→ SELECTED EXTRACT:
# Something I didn't expect



## Lynne (Jul 20, 2007)

I feel for those of you who run schools and for your instructors.

I know parents can be pills about all sorts of things when it comes to their "perfect little angels."

I never expected a parent to react the way she did.  Mrs. A was (notice was) somewhere between 6th and 4th gup herself - I don't know what her exact rank was.

It was testing/spotlighting night.  Master was out-of-town, so the testing was being conducted by Mr. X, who had just been promoted to Sam Dan.  Mr. X is one of our best instructors.  They're all very good and he is exceptional.  Also, he's one of the kindest and most patient persons you'd ever meet.

The children were testing, and the adults who were scheduled to test after the children creeped up the stairs and quietly assembled.

Mrs. A's son did not pass.  She proceeded to tear into Mr. X.  She cursed at him and she gave him the middle finger.  She insulted him and insinuated that he was not worth his new rank or any black belt at all.  She took off her belt which you never do in public.  Mr. X let her test (that is how kind he is - I would have ripped off her belt but I guess that isn't allowed anyway).  I guarantee you that if Master had been there, he would have taken her belt right then and there.  He is probably the only one allowed to do so I imagine.

During the entire test, Mrs. A never said "yes, sir," she never acknowledged Mr. X nor bowed to him.  She was snotty with her partner during wrist grips and sparring combinations, making sarcastic remarks.

Mrs. A received her stripe because she passed.  She tore it off of her belt and stuck it on another student, saying, "Here, you can have this!"

One of the students was so upset that he ran downstairs and called Master R who was in another state.  Master heard about it before the instructors downstairs heard about it!

Mrs. A and her son (that's the real shame, her son) were expelled immediately.

As students, we were greatly relieved that she was gone.  I don't know what it would have been like to have to stare this woman in the face.  She had disgraced one of our instructors.  How would you deal with that?  Thank goodness, we didn't have to.

One of the senior instructors made announcements the following week to all classes to explain what happened so there wouldn't be gossip flying around, and so we would understand what happened, the results and why.

One thing I don't understand is how someone can go off the deep end like that.  Maybe it was hormones or stress?  But that is no excuse, is it?


----------



## bydand (Jul 20, 2007)

Out the door she would go without a snowballs chance in Hell of setting foot back in the Dojo, let alone testing and grading.  No excuses for that behavior.


----------



## Bob Hubbard (Jul 20, 2007)

Sounds like you have good instructors who put the well being of the school over a few bucks in the bank. But, no. No excuse.

Referring expression pointing data:
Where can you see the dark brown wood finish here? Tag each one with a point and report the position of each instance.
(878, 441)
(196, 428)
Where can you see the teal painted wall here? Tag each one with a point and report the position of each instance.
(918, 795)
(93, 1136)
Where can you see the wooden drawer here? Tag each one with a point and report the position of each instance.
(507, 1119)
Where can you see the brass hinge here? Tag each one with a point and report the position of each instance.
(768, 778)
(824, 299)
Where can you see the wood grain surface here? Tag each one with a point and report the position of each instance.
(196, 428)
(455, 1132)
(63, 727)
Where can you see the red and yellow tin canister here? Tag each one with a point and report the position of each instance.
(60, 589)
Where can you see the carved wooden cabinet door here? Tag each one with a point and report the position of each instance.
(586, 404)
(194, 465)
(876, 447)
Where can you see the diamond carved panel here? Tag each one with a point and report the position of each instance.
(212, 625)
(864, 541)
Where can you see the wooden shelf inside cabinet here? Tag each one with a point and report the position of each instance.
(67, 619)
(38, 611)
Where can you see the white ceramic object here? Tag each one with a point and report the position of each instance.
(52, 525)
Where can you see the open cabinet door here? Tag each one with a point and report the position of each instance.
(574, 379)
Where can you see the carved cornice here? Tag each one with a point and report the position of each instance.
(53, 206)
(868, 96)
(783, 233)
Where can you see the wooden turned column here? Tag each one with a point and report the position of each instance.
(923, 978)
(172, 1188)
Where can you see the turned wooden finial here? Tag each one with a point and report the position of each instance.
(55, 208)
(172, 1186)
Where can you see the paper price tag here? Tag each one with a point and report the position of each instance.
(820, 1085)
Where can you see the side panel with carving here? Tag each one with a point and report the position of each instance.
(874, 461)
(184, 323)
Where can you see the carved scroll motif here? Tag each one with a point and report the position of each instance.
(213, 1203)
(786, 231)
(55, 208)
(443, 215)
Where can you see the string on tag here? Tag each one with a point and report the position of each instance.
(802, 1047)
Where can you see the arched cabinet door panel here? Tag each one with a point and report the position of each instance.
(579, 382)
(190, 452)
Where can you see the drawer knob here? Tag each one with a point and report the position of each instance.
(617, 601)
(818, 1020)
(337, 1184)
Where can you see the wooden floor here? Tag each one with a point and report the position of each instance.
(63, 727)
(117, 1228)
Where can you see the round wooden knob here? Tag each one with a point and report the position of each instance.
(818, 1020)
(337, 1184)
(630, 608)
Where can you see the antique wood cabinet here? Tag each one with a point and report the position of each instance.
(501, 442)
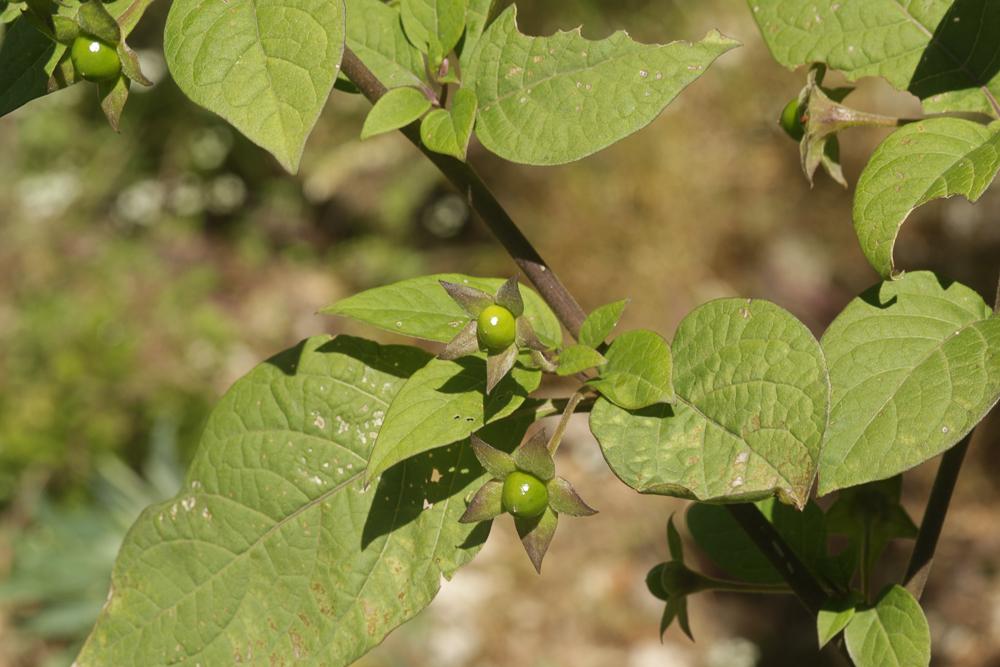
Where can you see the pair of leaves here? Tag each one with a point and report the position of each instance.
(274, 551)
(946, 52)
(636, 370)
(446, 131)
(551, 100)
(751, 404)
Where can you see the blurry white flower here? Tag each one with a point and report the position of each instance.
(48, 195)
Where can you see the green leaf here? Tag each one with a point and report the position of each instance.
(397, 108)
(752, 397)
(274, 552)
(421, 308)
(578, 358)
(935, 158)
(914, 364)
(893, 633)
(96, 20)
(716, 532)
(433, 26)
(375, 34)
(834, 616)
(448, 131)
(637, 372)
(27, 56)
(476, 16)
(600, 323)
(550, 100)
(444, 402)
(11, 10)
(943, 52)
(266, 67)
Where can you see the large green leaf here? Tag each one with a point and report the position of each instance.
(266, 66)
(752, 397)
(25, 55)
(914, 364)
(421, 308)
(375, 34)
(935, 158)
(550, 100)
(893, 633)
(946, 52)
(717, 533)
(444, 402)
(274, 552)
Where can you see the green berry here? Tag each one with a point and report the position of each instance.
(496, 328)
(524, 495)
(791, 120)
(94, 60)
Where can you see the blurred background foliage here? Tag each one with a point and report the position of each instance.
(143, 272)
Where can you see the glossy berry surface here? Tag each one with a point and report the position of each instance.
(94, 60)
(791, 120)
(524, 495)
(496, 328)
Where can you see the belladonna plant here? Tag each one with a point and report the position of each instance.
(525, 485)
(498, 328)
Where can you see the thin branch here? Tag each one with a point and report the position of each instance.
(767, 540)
(922, 558)
(482, 201)
(568, 412)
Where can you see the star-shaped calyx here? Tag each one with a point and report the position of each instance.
(524, 485)
(498, 328)
(672, 582)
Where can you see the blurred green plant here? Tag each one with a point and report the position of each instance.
(61, 564)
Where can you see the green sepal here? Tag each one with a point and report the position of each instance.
(533, 457)
(486, 504)
(498, 365)
(536, 535)
(496, 462)
(564, 499)
(114, 95)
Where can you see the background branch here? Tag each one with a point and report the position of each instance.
(922, 558)
(482, 201)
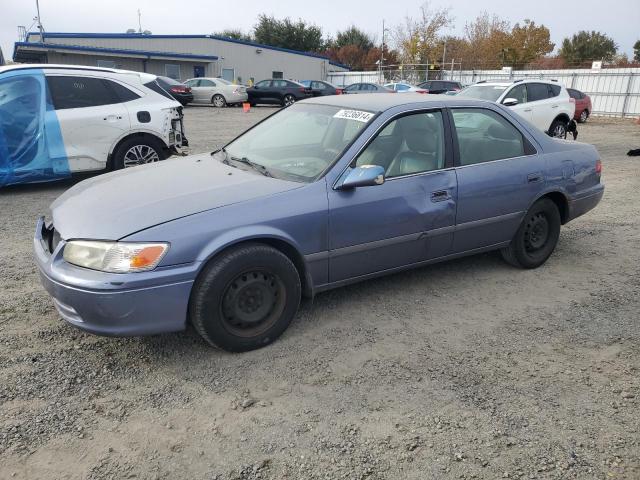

→ TASKS FOR THIS EXERCISE:
1 – Could you transcribe the stretch of the martial arts forum thread from "I never expected" through "you'd ever meet."?
2 – Can you write the next part of the martial arts forum thread about the parent's outburst on testing night, picking up after its last post?

→ WRITTEN ANSWERS:
1 –
I never expected a parent to react the way she did.  Mrs. A was (notice was) somewhere between 6th and 4th gup herself - I don't know what her exact rank was.

It was testing/spotlighting night.  Master was out-of-town, so the testing was being conducted by Mr. X, who had just been promoted to Sam Dan.  Mr. X is one of our best instructors.  They're all very good and he is exceptional.  Also, he's one of the kindest and most patient persons you'd ever meet.

2 –
----------



## Lynne (Jul 20, 2007)

This instructor is only 23 or 24, so I think he had exceptional patience.  He could have requested that she leave the building.

I don't know if you can imagine the stress on the students.  It was horrible for the students testing.  Then, later, we were all keyed up and worried that we would have to work with this woman in class because Master wasn't going to be back in town for a few days.

We females didn't know how we would handle it in the locker room.  How would we handle it on the floor when partnered with her?  What about sparring?

Our stress was relieved pretty fast though, when we found she'd been expelled.  We were so relieved that we only mentioned how much we were relieved (the week of the announcements) and we have never talked about it again.

But I assume that Master and the instructors might have spent some stressful hours.

This sort of thing doesn't happen very often does it?


----------



## Carol (Jul 20, 2007)

It happens.  Some people were raised with an entitlement mindset...that they deserve whatever it is they want.  Unfortuately, some of these people are now parents of their own.

Tragically, there are a lot of instructors that dilute their standards, their belt rank, the very core of their art to make a lowest-common-denominator appeal to as many heads as possible.

Its good to hear that your instructor did the right thing in expelling her.  I hope he continues to make such choices in the future.


----------



## Lynne (Jul 20, 2007)

Carol Kaur said:


> It happens. Some people were raised with an entitlement mindset...that they deserve whatever it is they want. Unfortuately, some of these people are now parents of their own.
> 
> Tragically, there are a lot of instructors that dilute their standards, their belt rank, the very core of their art to make a lowest-common-denominator appeal to as many heads as possible.
> 
> Its good to hear that your instructor did the right thing in expelling her. I hope he continues to make such choices in the future.


Our Master doesn't put up with any bull, none. A few years back, two teenaged boys, two orange belts, got into an all-out fist fight during sparring.  Master took both of their belts right then and booted them out the door.

The instructor who was verbally attacked is now heading up our other school 45 minutes away. I imagine he will do just fine.


----------



## HKphooey (Jul 20, 2007)

Parents like that are not needed in the school. I would rather lose the monthly tuition than have the other students experience behavior like that.  I think many of us have experienced this type of thing.


----------



## stickarts (Jul 20, 2007)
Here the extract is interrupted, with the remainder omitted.